Curia (Latin plural curiae) in ancient Rome referred to one of the original groupings of the citizenry, eventually numbering 30, and later every Roman citizen was presumed to belong to one. While they originally likely had wider powers, they came to meet for only a few purposes by the end of the Republic: to confirm the election of magistrates with imperium, to witness the installation of priests, the making of wills, and to carry out certain adoptions.

The term is more broadly used to designate an assembly, council, or court, in which public, official, or religious issues are discussed and decided.  Lesser curiae existed for other purposes. The word curia also came to denote the places of assembly, especially of the senate. Similar institutions existed in other towns and cities of Italy.

In medieval times, a king's council was often referred to as a curia. Today, the most famous curia is the Curia of the Roman Catholic Church, which assists the Roman Pontiff in the hierarchical government of the Church.

Origins
The word curia is thought to derive from Old Latin coviria, meaning "a gathering of men" (co-, "together" =vir, "man").  In this sense, any assembly, public or private, could be called a curia.  In addition to the Roman curiae, voting assemblies known as curiae existed in other towns of Latium, and similar institutions existed in other parts of Italy.  During the republic, local curiae were established in Italian and provincial municipia and coloniae.  In imperial times, local magistrates were often elected by municipal senates, which also came to be known as curiae.  By extension, the word curia came to mean not just a gathering, but also the place where an assembly would gather, such as a meeting house.

Roman Curiae
In Roman times, "curia" had two principal meanings.  Originally it applied to the wards of the comitia curiata.  However, over time the name became applied to the senate house, which in its various incarnations housed meetings of the Roman senate from the time of the kings until the beginning of the seventh century AD.

Comitia Curiata

The most important curiae at Rome were the 30 that together made up the comitia curiata.  Traditionally ascribed to the kings, each of the three tribes established by Romulus, the Ramnes, Tities, and Luceres, was divided into ten curiae.  In theory, each gens (family, clan) belonged to a particular curia, although whether this was strictly observed throughout Roman history is uncertain.

> **PROMPT A**: Gather every row below that contains the string "fence".
The passage about the curia and the rows have nothing to do with each other.

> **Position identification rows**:
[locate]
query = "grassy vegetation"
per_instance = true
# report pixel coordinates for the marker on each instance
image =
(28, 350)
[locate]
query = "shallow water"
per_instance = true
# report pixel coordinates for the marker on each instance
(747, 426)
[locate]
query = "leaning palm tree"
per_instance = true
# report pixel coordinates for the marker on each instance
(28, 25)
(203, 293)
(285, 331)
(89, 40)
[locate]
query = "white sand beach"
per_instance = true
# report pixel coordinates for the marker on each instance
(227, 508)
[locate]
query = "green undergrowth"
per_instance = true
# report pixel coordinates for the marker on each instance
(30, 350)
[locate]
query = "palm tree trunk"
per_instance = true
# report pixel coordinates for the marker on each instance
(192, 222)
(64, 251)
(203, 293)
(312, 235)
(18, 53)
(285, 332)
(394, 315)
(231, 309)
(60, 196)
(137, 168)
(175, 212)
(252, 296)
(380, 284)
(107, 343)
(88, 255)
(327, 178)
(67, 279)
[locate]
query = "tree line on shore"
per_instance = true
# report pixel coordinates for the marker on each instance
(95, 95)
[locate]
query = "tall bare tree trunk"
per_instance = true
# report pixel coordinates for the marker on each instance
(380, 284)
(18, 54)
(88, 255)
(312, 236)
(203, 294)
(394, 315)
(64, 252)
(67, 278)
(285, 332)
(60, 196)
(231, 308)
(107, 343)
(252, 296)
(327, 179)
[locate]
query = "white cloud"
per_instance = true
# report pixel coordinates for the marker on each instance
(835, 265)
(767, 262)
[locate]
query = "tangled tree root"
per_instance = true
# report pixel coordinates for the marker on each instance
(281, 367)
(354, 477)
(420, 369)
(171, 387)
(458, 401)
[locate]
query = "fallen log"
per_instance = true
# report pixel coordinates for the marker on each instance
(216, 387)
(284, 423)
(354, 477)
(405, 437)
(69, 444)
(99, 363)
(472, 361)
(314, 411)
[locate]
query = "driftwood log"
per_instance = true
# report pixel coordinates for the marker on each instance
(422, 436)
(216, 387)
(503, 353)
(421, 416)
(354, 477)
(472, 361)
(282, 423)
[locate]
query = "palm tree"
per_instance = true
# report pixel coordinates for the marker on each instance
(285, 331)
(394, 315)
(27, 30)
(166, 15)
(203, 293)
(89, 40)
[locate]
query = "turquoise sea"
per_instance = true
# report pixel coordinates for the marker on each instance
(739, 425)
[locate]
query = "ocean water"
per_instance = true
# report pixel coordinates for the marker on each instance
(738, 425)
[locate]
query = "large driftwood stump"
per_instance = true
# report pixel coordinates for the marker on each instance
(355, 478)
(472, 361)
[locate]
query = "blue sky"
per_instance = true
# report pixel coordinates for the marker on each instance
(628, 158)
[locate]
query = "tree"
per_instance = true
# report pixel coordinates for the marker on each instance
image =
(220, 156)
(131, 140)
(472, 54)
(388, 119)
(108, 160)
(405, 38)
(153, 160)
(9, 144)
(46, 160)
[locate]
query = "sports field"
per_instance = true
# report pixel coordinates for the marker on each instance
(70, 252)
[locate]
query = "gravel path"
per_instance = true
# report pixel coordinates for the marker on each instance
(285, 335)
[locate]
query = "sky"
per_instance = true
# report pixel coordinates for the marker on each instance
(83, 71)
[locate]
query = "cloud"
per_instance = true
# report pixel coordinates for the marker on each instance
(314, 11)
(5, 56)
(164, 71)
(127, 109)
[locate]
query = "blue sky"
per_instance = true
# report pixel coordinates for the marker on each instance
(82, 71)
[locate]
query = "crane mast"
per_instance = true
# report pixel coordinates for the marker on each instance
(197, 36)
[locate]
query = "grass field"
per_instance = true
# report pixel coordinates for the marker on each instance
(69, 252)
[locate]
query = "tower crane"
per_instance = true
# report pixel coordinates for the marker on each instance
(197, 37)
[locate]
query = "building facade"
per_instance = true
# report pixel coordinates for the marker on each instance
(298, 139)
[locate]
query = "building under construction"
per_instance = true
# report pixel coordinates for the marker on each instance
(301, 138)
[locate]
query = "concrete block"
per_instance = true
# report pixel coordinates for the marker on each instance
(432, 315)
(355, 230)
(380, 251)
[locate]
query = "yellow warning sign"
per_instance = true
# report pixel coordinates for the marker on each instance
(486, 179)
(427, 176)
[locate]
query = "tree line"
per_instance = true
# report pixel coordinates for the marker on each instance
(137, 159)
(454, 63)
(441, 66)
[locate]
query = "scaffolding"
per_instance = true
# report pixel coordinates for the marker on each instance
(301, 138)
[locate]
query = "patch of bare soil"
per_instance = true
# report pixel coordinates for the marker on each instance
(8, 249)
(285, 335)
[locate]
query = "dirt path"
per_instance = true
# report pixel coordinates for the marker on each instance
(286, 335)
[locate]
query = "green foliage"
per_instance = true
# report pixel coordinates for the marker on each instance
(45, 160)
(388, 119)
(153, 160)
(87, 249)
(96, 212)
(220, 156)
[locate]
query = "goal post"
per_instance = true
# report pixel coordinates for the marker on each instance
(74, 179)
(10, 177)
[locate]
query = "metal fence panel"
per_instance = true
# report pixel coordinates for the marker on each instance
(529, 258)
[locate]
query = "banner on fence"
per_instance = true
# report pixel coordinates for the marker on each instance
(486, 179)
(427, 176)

> **PROMPT B**: Carry on the passage about the curia from the point where it ends.

> **EXERCISE RESULT A**:
query = "metal fence panel"
query = "banner on fence"

> **EXERCISE RESULT B**:
Each curia had a distinct name, said to have been derived from the names of some of the Sabine women abducted by the Romans in the time of Romulus.  However, some of the curiae evidently derived their names from particular districts or eponymous heroes.  The curiae were probably established geographically, representing specific neighborhoods in Rome, for which reason curia is sometimes translated as "ward".  Only a few of the names of the 30 curiae have been preserved, including Acculeia, Calabra, Faucia, Foriensis, Rapta, Veliensis, Tifata, and Titia.

The assertion that the plebeians were not members of the curiae, or that only the dependents (clients) of the patricians were admitted, and not entitled to vote, is expressly contradicted by Dionysius.  This argument is also refuted by Mommsen.

Each curia had its own sacra, in which its members, known as curiales, worshipped the gods of the state and other deities specific to the curia, with their own rites and ceremonies.  Each curia had a meeting site and place of worship, named after the curia. Originally, this may have been a simple altar, then a sacellum, and finally a meeting house.

The curia was presided over by a curio (plural, curiones), who was always at least 50 years old, and was elected for life.  The curio undertook the religious affairs of the curia.  He was assisted by another priest, known as the flamen curialis.  When the 30 curiae gathered to make up the comitia curiata, they were presided over by a curio maximus, who until 209 BC was always a patrician.  Originally, the curio maximus was probably elected by the curiones, but in later times by the people themselves.  Each curia was attended by one lictor; an assembly of the comitia curiata was attended by thirty lictors.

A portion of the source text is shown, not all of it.